[Collected data]

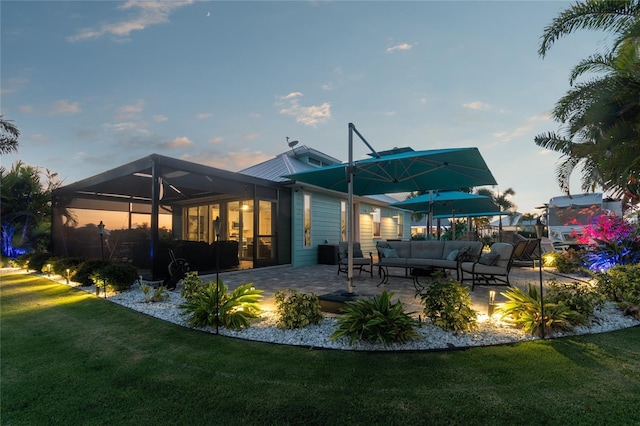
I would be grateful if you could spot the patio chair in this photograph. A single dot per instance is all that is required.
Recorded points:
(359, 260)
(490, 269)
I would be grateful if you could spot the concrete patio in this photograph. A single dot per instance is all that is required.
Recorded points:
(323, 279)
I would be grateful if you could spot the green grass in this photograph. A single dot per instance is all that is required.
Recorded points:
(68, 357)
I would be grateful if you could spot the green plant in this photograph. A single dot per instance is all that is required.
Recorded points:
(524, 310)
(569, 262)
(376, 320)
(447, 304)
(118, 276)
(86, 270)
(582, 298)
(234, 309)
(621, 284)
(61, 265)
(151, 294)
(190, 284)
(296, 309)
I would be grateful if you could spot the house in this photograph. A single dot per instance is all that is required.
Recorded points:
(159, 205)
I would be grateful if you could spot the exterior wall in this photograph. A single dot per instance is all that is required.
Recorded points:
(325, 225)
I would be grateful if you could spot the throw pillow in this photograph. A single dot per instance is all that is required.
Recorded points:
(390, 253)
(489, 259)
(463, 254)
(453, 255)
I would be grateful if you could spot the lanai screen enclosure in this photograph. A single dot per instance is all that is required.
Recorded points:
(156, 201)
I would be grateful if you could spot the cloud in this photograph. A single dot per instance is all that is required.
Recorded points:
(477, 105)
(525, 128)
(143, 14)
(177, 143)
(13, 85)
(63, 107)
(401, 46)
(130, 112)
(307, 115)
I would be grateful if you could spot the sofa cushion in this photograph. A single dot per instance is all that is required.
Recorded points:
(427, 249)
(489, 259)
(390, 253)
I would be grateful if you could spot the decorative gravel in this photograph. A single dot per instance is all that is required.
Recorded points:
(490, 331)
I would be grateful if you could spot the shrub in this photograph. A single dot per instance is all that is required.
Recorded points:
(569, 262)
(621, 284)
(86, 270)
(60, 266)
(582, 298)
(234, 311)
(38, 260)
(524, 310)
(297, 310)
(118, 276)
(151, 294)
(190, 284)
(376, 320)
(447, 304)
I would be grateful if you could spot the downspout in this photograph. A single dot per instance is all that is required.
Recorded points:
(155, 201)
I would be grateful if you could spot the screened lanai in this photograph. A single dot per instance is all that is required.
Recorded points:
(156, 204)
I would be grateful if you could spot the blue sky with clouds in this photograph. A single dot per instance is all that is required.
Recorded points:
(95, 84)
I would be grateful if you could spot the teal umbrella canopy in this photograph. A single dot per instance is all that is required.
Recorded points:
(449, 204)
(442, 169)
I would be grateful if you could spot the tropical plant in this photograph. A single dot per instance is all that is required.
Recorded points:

§ Exercise directions:
Set down all of the entries precisely and keep the pictures out of the copy.

§ Answer space:
I would be grateful if you could spot the patio chair in this photograph. A single dot per instance is all that is required.
Recorded points:
(359, 260)
(490, 269)
I would be grateful if you could spot the concrete patio in this photograph. A single dot per instance is all that is required.
Recorded points:
(323, 279)
I would be grateful if you could spot the green grass in this photograph. A single dot per instance is all that is required.
Recorded points:
(68, 357)
I would be grateful if you could spot the green plant in this photograph. A single dot per instance is all that is required.
Recorded points:
(524, 310)
(569, 262)
(376, 320)
(447, 304)
(118, 276)
(86, 270)
(582, 298)
(234, 309)
(621, 284)
(61, 265)
(151, 294)
(190, 284)
(296, 309)
I would be grateful if you could spot the house in this photograph. A single dot per instance is all that is required.
Recorded points:
(159, 205)
I would be grateful if you could spot the exterior wall in this photograph. A single dot per instance is all that is required.
Recorded points:
(325, 225)
I would be grateful if you could spot the throw pillow in this photograph. A single dot per instance is all that is required.
Recorded points:
(390, 253)
(489, 259)
(463, 254)
(453, 255)
I would be grateful if you could spot the lanai screen enclosure in this photograph. A single dot per instance is all that is required.
Recorded points:
(156, 201)
I would be grateful if you could spot the cloud in this photograph. A single dot per instance is all that is required.
Recorded points:
(477, 105)
(525, 128)
(143, 14)
(177, 143)
(13, 85)
(63, 107)
(401, 46)
(130, 112)
(307, 115)
I would be grateful if you could spot the sofa cushion in this photograph. A single dot per instance is all that is required.
Recorded points:
(427, 249)
(489, 259)
(390, 253)
I would be grateful if you could spot the decorative gravel in this photograph. A single dot per instance is all that is required.
Recorded points:
(490, 331)
I would be grateful if you could spot the shrub in this photograph. A single dot per instance is all that is required.
Recorded points:
(569, 262)
(621, 284)
(86, 270)
(60, 266)
(582, 298)
(234, 311)
(38, 260)
(524, 310)
(297, 310)
(118, 276)
(151, 294)
(190, 284)
(376, 320)
(447, 304)
I would be grateful if you could spot the downspout in this photograph. A single dot per instance is all that is required.
Recorded points:
(155, 201)
I would be grateful if you could spot the screened lanai in this photograph. A single dot per instance is all that is required.
Recorded points:
(156, 204)
I would be grateful if you could spot the blue sky with clouds in this photograph. A single dot per instance is all that is required.
Recorded points:
(95, 84)
I would be grateful if you could spot the teal umbrella canopy in this photograph. A single dot per instance is all that is required.
Recorded points:
(449, 204)
(442, 169)
I would be grateful if you could spot the tropical plant in this photograph. A single dot per instance is all that is required.
Recorded points:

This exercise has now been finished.